Problem to solve →
Having read the data, transcribe all of it without deviation.

Extracted data entries
╭──
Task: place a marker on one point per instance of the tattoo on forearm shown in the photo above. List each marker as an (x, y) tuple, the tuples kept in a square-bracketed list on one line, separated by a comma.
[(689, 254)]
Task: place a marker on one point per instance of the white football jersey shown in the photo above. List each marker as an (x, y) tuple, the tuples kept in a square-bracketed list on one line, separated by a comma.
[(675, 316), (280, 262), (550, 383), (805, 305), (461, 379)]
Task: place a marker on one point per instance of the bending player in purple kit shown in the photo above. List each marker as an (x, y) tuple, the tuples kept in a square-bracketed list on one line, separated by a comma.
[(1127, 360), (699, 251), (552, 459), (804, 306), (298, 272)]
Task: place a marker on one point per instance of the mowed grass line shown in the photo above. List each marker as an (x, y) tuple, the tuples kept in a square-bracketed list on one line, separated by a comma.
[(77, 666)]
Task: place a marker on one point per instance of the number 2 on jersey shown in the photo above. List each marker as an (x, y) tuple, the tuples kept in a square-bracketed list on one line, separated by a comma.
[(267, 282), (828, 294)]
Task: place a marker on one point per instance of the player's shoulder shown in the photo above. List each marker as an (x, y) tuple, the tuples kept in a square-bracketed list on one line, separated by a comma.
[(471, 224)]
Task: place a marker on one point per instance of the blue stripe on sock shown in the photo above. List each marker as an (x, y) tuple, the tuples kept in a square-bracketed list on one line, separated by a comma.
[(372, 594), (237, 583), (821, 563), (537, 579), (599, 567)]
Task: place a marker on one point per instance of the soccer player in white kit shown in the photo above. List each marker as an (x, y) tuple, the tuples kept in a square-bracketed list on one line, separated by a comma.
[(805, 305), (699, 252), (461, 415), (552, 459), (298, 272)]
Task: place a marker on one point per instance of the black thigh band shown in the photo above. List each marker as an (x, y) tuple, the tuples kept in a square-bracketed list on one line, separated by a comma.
╰──
Written response →
Task: place a marker on one point per instance of the tattoo on forearm shown in the photo above. List each marker as an (x, y) tuple, the tuples kept in a square-bracketed list on one line, separated by a comma.
[(689, 254)]
Task: place a marker on one point per instance of the white football jersey shown in the photo above. List each marker as an (x, y) tuple, the tuples kept in a square-bracketed list on one line, separated by a comma.
[(675, 316), (280, 262), (550, 383), (805, 305), (461, 379)]
Task: place a marker on one point per instance of the bending player in purple kit shown in the photo above. List each marker as an (x, y) tuple, the tuples kept in a square-bracketed list on one line, separated by a comma.
[(1127, 360), (699, 251), (552, 459), (804, 306), (298, 272)]
Task: place a marker on one point per instance of the mowed grass line shown in the photo above. List each marker as an (x, y) tuple, the tuples kept in a square-bracketed list on one line, separated by a comma.
[(77, 666)]
Task: place a marker on one point per instance of the number 2 on jersey shown in the photo above. List each marker as an (x, y) tuple, the tuples kept in a square-bracketed list on one line, separated by a comma.
[(267, 282), (828, 294)]
Task: place a marker on one point per instance of the player's shoulder shown in the photo above. List each marker as an (x, y) tuple, the tuples kept in a square-bracketed list on one line, separated by a comma.
[(471, 224)]
Task: place a marker on one point per instance of the blue stripe on sock shown in the photo above. List each marker as an (x, y) tuple, the tuples kept in a square-bracketed list on one line, separated by a comma.
[(372, 594), (237, 583), (821, 563), (537, 579), (599, 567)]
Task: place a marker on one point per instance of the soccer player in white kit shown in the photo above. List each marker as an (x, y) tuple, the tuples kept in a square-bracketed list on one line, separated by a comma.
[(805, 305), (699, 252), (461, 415), (552, 459), (298, 272)]
Task: place a marker on one point per instance of the black thigh band shown in the photo above. List each marker as an (x, y) tuple, the tuples kept in a square-bracketed list on one line, separated by a comma.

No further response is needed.